■ Problem statement ■
Return each line of the entries below that contains the word "helmet", copied unchanged.

■ Extracted information ■
-.-.-

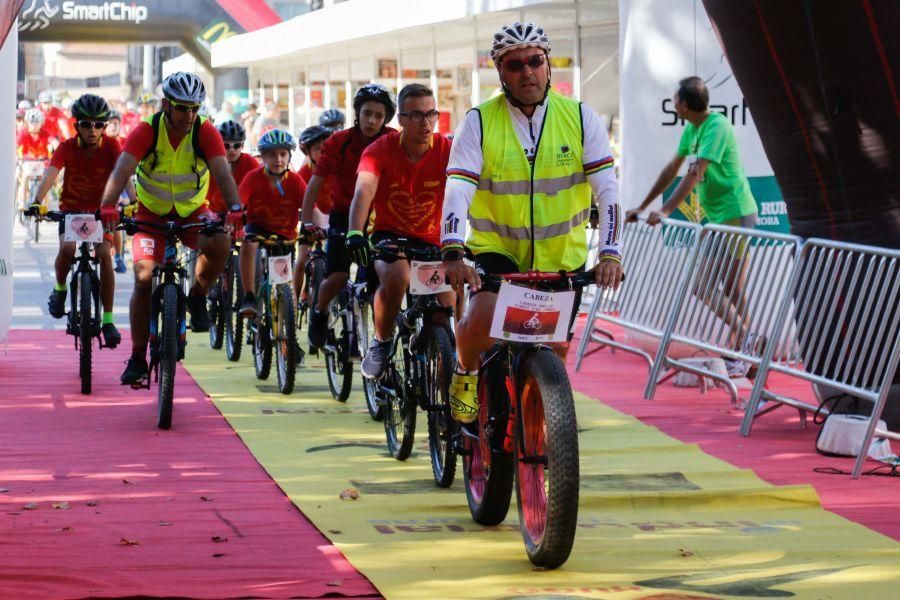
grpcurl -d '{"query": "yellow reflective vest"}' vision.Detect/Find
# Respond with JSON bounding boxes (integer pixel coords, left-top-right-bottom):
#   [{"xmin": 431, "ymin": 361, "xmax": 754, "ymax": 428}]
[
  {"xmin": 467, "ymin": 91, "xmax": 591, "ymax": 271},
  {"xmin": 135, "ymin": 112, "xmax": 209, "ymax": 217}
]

-.-.-

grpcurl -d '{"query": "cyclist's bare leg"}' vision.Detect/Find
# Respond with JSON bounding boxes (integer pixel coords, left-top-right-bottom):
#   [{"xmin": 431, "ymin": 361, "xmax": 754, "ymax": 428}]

-.-.-

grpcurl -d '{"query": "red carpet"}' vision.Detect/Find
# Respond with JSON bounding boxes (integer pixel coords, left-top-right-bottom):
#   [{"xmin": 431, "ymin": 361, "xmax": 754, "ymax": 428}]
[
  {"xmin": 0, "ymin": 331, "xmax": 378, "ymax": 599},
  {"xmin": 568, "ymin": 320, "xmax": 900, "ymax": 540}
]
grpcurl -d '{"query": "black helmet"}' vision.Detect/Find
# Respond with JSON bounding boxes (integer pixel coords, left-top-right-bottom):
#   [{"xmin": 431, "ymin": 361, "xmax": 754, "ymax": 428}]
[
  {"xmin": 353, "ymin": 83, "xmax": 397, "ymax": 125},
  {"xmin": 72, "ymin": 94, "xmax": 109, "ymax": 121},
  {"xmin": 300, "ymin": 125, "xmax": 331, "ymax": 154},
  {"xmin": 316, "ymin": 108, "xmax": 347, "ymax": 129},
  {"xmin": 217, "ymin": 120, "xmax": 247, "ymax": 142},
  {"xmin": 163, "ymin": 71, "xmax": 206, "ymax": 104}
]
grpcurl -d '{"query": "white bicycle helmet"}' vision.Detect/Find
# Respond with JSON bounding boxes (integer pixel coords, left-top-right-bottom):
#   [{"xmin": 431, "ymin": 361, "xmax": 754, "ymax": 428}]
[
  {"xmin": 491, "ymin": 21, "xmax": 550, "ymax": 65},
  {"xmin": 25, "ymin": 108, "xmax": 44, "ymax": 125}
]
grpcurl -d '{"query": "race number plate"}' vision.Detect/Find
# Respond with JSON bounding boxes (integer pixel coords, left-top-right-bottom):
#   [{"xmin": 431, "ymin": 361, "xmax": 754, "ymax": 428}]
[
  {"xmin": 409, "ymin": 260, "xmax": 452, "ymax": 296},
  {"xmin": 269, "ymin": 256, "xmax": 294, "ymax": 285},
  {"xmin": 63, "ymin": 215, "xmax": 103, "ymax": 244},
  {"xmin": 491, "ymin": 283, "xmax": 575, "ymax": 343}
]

-.-.-

■ Full solution ■
grpcurl -d '{"query": "black helmet"}' vision.Detect/Find
grpcurl -d '{"query": "white bicycle helmet"}' vision.Detect/Find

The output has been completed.